I'm sorry but... what :confused:

He means the revival of reggae in 1993 and 1994, with the likes of Chaka Demus and Pliers, Bitty McLean, Shabba Ranks, Shaggy, and also the bastardized strains like Snow and Apache Indian and Peter Andre.

Those really were two terrible years for pop music.
 
He means the revival of reggae in 1993 and 1994, with the likes of Chaka Demus and Pliers, Bitty McLean, Shabba Ranks, Shaggy, and also the bastardized strains like Snow and Apache Indian and Peter Andre.

Those really were two terrible years for pop music.

There was loads of reggae before and after that though :\

In the 70s there were people like Ken Boothe, John Holt, Eddy Grant.

The 80s gave people like Maxi Priest, UB40

I'm not sure about the 90s tbh :p

In the 2000s, you've got the likes of Damian Marley, Jah Cure, Bedouin Soundclash.

So to be honest, I don't really agree with the statement.
However, I was born in 1994, and reggae is my favourite genre.
 
There was loads of reggae before and after that though :\

In the 70s there were people like Ken Boothe, John Holt, Eddy Grant.

The 80s gave people like Maxi Priest, UB40

I'm not sure about the 90s tbh :p

In the 2000s, you've got the likes of Damian Marley, Jah Cure, Bedouin Soundclash.

So to be honest, I don't really agree with the statement.
However, I was born in 1994, and reggae is my favourite genre.

I know all that. He's referring specifically to the stuff from 1993/4 as expanded upon by me. It was a pop fad, like latin stuff (Ricky Martin , Lou bega, Shakira) was a few years later.

****

Problem 1:
Count the lines of the records that contain the string "village", matching case exactly, and give only that number.
The reggae discussion and the records are unrelated material.

****

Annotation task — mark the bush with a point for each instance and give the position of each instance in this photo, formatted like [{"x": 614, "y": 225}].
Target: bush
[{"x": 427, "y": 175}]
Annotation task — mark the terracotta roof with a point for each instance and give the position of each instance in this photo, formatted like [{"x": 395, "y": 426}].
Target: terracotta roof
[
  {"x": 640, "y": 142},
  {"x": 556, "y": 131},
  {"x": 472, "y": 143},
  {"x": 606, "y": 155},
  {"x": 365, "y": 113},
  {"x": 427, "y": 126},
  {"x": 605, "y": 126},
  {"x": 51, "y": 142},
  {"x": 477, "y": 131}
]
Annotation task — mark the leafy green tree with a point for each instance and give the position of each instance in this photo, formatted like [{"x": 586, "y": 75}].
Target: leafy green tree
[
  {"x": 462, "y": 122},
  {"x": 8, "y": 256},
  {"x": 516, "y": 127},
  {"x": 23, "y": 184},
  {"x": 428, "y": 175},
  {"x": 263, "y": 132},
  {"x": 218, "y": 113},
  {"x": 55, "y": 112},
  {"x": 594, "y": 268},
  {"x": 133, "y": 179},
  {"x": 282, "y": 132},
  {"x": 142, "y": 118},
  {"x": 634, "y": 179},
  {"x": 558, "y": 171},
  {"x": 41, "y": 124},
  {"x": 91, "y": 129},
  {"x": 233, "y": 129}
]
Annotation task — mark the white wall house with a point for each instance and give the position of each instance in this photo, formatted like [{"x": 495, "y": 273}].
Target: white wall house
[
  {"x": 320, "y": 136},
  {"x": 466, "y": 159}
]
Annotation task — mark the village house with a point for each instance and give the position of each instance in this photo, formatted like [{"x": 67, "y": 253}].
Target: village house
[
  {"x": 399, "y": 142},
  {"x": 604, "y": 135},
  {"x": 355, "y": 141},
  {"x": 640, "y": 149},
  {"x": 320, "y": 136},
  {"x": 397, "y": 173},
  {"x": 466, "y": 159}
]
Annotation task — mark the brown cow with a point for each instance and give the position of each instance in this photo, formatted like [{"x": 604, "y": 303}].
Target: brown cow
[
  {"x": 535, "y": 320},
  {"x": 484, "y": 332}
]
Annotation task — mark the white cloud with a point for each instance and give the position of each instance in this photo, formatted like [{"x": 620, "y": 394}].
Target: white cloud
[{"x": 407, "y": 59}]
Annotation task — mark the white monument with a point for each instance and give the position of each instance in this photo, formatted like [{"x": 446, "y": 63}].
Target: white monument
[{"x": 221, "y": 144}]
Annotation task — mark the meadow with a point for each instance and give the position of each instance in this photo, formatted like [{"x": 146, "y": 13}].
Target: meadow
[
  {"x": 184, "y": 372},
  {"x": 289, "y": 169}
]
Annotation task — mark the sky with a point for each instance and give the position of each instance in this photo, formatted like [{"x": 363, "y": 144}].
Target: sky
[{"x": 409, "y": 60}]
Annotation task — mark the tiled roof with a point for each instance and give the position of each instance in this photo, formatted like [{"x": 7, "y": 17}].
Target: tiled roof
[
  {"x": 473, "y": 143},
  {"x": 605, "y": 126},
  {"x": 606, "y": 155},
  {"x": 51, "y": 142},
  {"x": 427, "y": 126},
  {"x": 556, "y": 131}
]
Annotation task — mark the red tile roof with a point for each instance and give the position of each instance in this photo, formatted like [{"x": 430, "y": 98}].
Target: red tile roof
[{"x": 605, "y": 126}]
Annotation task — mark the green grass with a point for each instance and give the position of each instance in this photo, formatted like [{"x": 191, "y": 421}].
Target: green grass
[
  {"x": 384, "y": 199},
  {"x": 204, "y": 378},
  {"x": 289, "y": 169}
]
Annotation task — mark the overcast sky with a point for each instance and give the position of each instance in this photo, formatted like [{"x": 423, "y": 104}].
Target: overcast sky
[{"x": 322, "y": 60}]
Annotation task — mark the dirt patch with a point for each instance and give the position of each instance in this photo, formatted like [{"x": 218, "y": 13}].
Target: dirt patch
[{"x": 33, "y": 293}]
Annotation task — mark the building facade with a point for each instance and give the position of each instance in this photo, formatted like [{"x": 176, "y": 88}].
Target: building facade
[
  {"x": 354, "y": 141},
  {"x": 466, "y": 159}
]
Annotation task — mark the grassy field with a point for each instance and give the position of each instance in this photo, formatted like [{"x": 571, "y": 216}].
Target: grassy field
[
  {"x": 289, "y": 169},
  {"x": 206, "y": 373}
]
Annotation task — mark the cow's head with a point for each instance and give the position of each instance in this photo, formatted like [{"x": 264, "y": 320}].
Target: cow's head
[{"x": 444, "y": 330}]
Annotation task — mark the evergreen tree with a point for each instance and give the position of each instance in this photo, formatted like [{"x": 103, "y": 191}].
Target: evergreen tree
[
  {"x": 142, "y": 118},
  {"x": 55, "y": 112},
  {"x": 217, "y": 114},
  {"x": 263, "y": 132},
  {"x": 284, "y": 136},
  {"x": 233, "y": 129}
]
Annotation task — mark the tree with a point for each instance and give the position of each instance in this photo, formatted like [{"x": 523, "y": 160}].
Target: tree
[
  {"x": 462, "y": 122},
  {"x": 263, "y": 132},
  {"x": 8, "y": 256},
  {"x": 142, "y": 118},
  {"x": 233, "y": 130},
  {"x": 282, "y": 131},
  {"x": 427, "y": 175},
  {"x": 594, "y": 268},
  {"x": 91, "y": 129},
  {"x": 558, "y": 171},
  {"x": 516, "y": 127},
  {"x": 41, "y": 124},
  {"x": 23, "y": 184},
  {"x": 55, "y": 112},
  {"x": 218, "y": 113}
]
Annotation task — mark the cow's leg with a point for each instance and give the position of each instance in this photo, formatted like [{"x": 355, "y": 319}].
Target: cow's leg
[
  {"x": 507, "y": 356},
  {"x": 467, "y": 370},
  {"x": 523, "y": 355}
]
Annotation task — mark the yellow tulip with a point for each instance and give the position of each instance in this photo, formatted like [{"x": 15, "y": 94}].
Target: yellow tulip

****

Problem 2:
Reproduce verbatim the stretch of the reggae discussion from "I know all that." through "few years later.".

Expected answer 1:
2

Expected answer 2:
I know all that. He's referring specifically to the stuff from 1993/4 as expanded upon by me. It was a pop fad, like latin stuff (Ricky Martin , Lou bega, Shakira) was a few years later.